*Aim of the task*
Each of the entries should be retyped precisely as it appears.

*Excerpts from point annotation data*
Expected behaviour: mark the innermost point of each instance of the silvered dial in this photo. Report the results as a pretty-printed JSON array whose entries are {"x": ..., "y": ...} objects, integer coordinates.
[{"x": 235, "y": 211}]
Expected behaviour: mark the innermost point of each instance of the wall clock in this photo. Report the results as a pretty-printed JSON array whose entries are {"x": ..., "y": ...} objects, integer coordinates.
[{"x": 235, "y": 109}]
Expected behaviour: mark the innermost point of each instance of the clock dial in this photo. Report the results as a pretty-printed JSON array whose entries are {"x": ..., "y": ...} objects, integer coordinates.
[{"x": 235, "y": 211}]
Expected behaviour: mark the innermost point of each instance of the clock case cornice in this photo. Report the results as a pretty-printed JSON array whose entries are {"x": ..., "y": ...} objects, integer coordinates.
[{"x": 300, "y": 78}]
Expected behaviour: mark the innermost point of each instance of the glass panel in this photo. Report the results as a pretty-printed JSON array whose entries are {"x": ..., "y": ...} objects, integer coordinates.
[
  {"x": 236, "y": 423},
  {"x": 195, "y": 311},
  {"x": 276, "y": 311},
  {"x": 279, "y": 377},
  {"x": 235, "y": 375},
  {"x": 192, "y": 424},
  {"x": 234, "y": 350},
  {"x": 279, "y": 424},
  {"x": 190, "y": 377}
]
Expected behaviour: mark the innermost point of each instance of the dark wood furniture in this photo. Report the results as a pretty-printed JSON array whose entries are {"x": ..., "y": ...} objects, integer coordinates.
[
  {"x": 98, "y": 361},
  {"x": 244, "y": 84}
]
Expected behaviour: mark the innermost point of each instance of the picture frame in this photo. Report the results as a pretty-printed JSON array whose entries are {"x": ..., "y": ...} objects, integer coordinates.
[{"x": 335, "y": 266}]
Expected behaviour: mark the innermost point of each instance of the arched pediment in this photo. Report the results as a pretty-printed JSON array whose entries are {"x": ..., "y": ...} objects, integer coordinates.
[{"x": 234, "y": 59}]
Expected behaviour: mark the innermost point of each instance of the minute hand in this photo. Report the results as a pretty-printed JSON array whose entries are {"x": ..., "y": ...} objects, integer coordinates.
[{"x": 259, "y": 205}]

*Solution to the problem*
Expected behaviour: mark the innermost point of each instance of the silvered dial in this photo. Report the results as a pretty-printed JSON array whose entries are {"x": ..., "y": ...} objects, integer coordinates.
[{"x": 235, "y": 211}]
Expected behaviour: mark the innermost point of each instance of the wall clock in this photo. Report the results as a pretty-printed JSON array whose entries are {"x": ..., "y": ...} objects, integer coordinates.
[{"x": 235, "y": 109}]
Expected behaviour: mark the innermost point of each instance of the clock dial in this photo. Report the results as a pretty-printed JSON array whose entries are {"x": ..., "y": ...} objects, integer coordinates.
[{"x": 235, "y": 211}]
Expected behaviour: mark the innermost point of each instance of the clock case cornice in this photo. Report the results as a pretty-printed JSON array whose entries are {"x": ..., "y": ...} objects, integer coordinates.
[{"x": 300, "y": 78}]
Expected behaviour: mark the innermost point of each instance of the glass panel in this photo. Report the results as a pretty-printed JSON array whose entries are {"x": ..., "y": ...} objects, integer coordinates.
[
  {"x": 236, "y": 423},
  {"x": 195, "y": 311},
  {"x": 276, "y": 311},
  {"x": 279, "y": 377},
  {"x": 235, "y": 375},
  {"x": 192, "y": 424},
  {"x": 234, "y": 350},
  {"x": 279, "y": 424},
  {"x": 190, "y": 377}
]
Expected behaviour: mark the innermost point of each instance of the dark wood furniture in this photo. Report the results as a pretty-printed JSON array whose entries are {"x": ..., "y": ...} objects, integer coordinates.
[
  {"x": 98, "y": 361},
  {"x": 244, "y": 84}
]
Expected behaviour: mark the innermost point of each instance of the picture frame in this photo. Report the results as a pretty-printed JSON array whose entries are {"x": ..., "y": ...} objects, integer coordinates.
[{"x": 335, "y": 266}]
Expected behaviour: mark the innermost point of each instance of the arched pediment in this photo. Report the results as a pretty-printed JSON array whose entries are {"x": ..., "y": ...} objects, integer coordinates.
[{"x": 234, "y": 59}]
Expected behaviour: mark the innermost point of each instance of the minute hand in this photo. Report the results as a pretty-printed JSON array whose entries are {"x": ..., "y": ...} objects, integer coordinates.
[{"x": 259, "y": 205}]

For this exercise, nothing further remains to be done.